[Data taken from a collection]
══════════

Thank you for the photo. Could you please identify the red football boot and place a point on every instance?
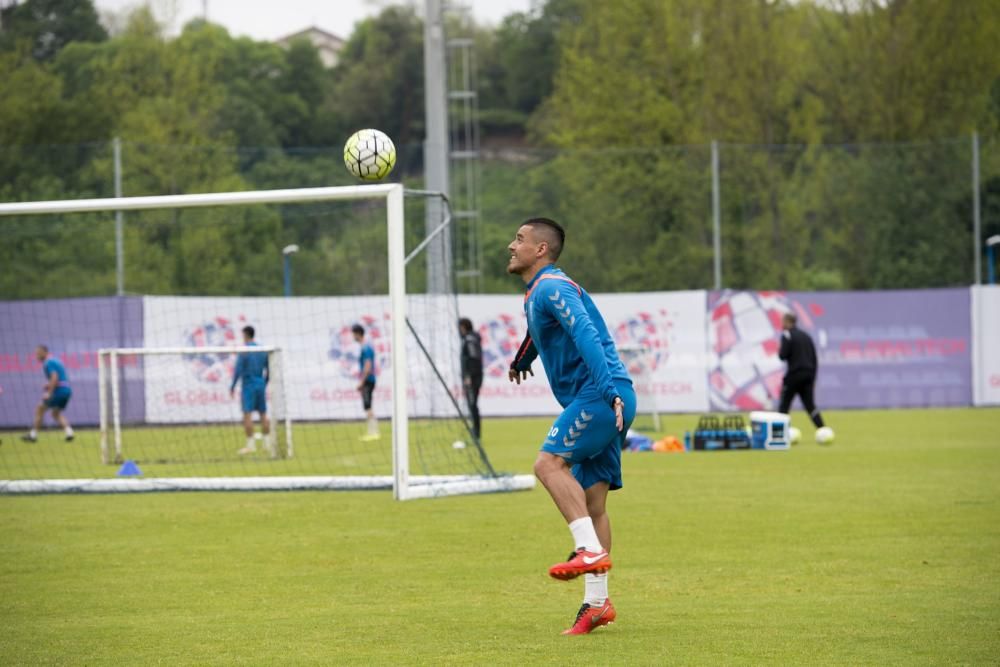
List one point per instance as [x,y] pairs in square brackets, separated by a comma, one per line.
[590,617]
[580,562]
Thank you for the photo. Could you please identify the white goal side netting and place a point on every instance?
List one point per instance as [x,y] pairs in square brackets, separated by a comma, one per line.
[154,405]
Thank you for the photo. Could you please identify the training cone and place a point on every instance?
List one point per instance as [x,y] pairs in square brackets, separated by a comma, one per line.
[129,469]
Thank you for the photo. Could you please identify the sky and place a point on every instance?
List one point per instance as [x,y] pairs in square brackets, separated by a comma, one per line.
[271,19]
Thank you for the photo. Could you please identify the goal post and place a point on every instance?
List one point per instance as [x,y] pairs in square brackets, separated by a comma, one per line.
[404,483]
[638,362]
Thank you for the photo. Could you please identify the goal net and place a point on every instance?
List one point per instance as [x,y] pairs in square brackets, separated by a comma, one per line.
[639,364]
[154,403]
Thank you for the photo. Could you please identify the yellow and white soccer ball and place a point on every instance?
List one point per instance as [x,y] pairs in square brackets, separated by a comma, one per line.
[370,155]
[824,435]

══════════

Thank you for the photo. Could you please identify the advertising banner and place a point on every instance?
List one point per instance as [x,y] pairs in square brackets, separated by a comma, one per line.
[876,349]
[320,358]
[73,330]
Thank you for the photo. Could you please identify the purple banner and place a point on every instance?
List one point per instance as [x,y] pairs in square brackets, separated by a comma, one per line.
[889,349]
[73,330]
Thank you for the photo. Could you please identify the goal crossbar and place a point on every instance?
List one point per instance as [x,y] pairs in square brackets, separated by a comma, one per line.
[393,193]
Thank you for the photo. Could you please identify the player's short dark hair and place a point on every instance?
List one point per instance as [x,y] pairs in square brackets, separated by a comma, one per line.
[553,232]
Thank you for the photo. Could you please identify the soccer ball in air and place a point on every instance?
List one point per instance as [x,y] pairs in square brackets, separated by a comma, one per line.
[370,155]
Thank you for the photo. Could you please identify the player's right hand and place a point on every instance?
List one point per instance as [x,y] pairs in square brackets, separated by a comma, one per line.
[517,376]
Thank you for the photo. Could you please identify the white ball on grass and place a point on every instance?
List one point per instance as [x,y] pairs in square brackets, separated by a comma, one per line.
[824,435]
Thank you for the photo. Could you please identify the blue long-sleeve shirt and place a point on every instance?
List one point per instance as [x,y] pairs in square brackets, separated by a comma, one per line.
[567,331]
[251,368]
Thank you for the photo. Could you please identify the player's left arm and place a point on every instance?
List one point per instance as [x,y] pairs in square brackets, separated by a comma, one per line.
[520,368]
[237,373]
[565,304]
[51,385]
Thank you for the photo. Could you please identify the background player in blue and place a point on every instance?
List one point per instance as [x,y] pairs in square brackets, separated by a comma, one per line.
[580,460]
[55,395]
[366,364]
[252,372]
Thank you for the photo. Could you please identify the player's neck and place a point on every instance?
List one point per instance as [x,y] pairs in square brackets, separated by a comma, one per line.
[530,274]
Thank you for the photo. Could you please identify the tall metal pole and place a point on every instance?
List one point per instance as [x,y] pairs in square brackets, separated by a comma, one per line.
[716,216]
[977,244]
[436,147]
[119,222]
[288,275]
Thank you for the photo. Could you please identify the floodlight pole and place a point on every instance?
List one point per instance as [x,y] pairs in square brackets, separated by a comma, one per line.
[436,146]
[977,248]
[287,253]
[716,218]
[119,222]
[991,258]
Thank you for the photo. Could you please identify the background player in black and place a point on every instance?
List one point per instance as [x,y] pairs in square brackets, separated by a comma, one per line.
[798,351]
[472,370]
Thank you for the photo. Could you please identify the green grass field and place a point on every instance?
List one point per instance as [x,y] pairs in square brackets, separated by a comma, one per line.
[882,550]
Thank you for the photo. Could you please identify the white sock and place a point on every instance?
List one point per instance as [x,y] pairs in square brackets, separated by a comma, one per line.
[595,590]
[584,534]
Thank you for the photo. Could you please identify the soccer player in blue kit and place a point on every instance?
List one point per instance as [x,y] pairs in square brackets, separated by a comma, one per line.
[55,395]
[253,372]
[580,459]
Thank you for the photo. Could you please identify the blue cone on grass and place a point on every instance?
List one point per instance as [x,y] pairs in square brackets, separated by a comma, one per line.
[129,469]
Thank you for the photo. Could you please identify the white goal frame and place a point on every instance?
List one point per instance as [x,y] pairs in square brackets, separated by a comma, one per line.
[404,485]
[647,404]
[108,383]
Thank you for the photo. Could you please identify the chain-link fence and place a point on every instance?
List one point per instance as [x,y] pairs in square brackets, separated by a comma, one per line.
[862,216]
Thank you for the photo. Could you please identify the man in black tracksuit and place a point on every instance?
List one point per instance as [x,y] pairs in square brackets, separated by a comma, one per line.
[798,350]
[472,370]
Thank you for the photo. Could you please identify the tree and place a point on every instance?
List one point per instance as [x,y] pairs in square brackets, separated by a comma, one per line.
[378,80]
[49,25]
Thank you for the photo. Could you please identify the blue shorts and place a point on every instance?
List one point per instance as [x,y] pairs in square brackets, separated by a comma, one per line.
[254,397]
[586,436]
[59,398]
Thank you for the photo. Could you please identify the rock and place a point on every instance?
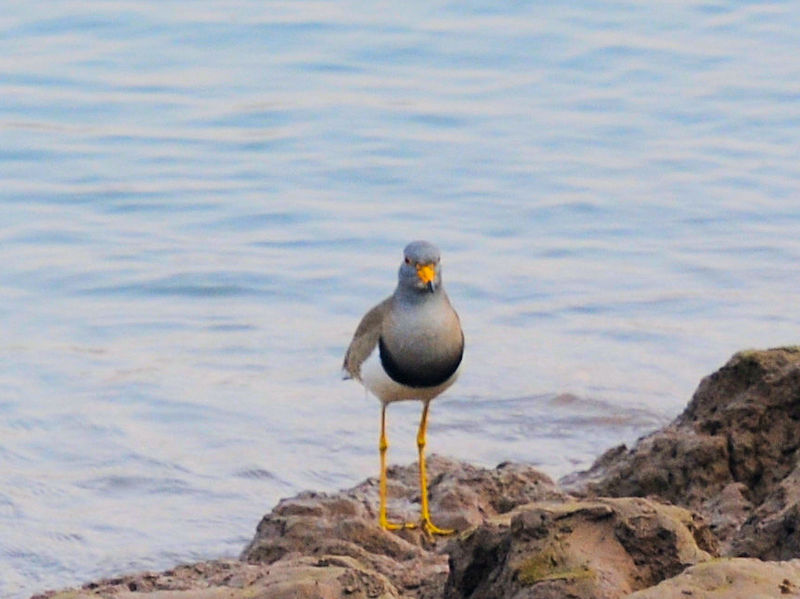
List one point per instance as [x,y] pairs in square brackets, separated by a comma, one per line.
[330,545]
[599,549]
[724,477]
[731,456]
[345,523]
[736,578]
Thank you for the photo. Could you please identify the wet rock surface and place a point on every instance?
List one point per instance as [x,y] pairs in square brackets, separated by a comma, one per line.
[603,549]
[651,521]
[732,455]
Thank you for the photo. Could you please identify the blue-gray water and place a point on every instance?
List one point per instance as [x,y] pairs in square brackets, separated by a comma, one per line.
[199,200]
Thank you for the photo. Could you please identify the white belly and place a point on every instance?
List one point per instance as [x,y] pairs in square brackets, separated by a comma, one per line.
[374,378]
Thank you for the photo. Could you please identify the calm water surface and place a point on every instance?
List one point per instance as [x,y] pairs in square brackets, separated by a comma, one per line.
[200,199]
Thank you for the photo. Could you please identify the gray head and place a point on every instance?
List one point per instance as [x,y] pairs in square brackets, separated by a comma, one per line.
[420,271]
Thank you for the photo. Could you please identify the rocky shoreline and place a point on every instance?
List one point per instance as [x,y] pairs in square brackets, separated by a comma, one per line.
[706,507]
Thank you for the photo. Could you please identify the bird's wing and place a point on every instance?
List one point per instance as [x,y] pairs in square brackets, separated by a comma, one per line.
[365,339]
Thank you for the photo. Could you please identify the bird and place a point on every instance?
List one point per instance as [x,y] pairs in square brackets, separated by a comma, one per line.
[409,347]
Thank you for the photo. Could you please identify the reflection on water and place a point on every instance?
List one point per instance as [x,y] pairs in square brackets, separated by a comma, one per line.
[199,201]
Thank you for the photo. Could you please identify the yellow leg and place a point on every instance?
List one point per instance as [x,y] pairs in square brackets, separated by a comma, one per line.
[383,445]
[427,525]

══════════

● **GIVEN PROBLEM**
Gather every line of the material above that contains the string "bird". Case counts.

● **RESPONSE**
Thank you for the photo. Could you please identify the bird's wing and place a point on every instance?
Thank you for the photo. Could you please identify the bird and place a point on every instance?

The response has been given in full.